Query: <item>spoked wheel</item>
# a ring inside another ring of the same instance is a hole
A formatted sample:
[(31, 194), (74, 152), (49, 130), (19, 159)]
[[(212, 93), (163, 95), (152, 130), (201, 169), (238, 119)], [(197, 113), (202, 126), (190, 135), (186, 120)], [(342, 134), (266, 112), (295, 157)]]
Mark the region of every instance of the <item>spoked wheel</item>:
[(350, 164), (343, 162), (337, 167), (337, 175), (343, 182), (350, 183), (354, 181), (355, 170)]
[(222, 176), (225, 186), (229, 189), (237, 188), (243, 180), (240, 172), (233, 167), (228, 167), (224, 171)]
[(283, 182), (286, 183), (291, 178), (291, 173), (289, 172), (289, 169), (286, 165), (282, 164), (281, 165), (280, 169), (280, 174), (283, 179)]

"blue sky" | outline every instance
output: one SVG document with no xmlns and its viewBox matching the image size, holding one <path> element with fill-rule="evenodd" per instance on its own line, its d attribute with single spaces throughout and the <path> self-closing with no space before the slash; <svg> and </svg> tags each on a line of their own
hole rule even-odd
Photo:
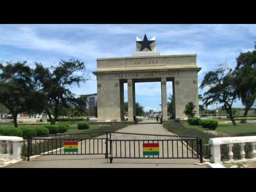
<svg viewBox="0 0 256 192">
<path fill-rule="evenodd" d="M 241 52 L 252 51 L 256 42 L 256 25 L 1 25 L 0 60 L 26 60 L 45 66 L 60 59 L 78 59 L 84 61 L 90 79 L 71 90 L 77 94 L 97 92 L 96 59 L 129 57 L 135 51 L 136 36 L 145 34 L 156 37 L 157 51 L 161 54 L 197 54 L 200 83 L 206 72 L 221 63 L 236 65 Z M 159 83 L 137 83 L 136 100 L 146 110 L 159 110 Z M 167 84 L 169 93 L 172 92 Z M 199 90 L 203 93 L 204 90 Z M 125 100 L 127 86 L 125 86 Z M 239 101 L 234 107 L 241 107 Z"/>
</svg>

━━━━

## EXERCISE TASK
Lay out every line of the records above as a JSON list of strings, one string per line, with blank lines skipped and the pictures left out.

## SOLUTION FOR THIS PROBLEM
[
  "Query: <item>spoked wheel</item>",
  "# a ring inside another ring of the same instance is a hole",
  "A formatted sample:",
  "[(31, 194), (74, 152), (49, 130), (19, 159)]",
  "[[(212, 93), (163, 95), (152, 130), (201, 169), (238, 119)], [(197, 113), (202, 126), (190, 135), (186, 120)], [(342, 134), (266, 112), (295, 157)]]",
  "Mark the region of every instance of the <item>spoked wheel</item>:",
  "[(350, 164), (343, 162), (337, 167), (337, 175), (343, 182), (350, 183), (354, 181), (355, 170)]",
  "[(222, 176), (225, 186), (229, 189), (237, 188), (243, 180), (240, 172), (233, 167), (228, 167), (224, 171)]",
  "[(283, 182), (286, 183), (291, 178), (291, 173), (289, 172), (289, 169), (286, 165), (282, 164), (281, 165), (280, 169), (280, 174), (283, 179)]",
  "\"blue sky\" | outline every instance",
  "output: one SVG document with no xmlns and its viewBox matching the image size, holding one <path> element with fill-rule=\"evenodd\" per instance on its own line, its d attribute with single spaces throughout and the <path> self-closing with no space before the slash; <svg> and </svg> tags each on a line of their own",
  "hole rule even-odd",
  "Photo:",
  "<svg viewBox=\"0 0 256 192\">",
  "<path fill-rule=\"evenodd\" d=\"M 241 52 L 252 51 L 256 42 L 256 25 L 1 25 L 0 60 L 26 60 L 45 66 L 60 59 L 78 59 L 84 61 L 90 79 L 71 90 L 77 94 L 97 92 L 96 59 L 129 57 L 135 51 L 136 36 L 145 34 L 156 37 L 157 51 L 161 54 L 197 54 L 200 83 L 206 72 L 221 63 L 236 65 Z M 159 83 L 137 83 L 136 100 L 146 110 L 159 110 Z M 167 84 L 169 93 L 172 92 Z M 199 90 L 203 93 L 204 90 Z M 125 100 L 127 86 L 125 86 Z M 239 101 L 234 107 L 241 107 Z\"/>",
  "</svg>"
]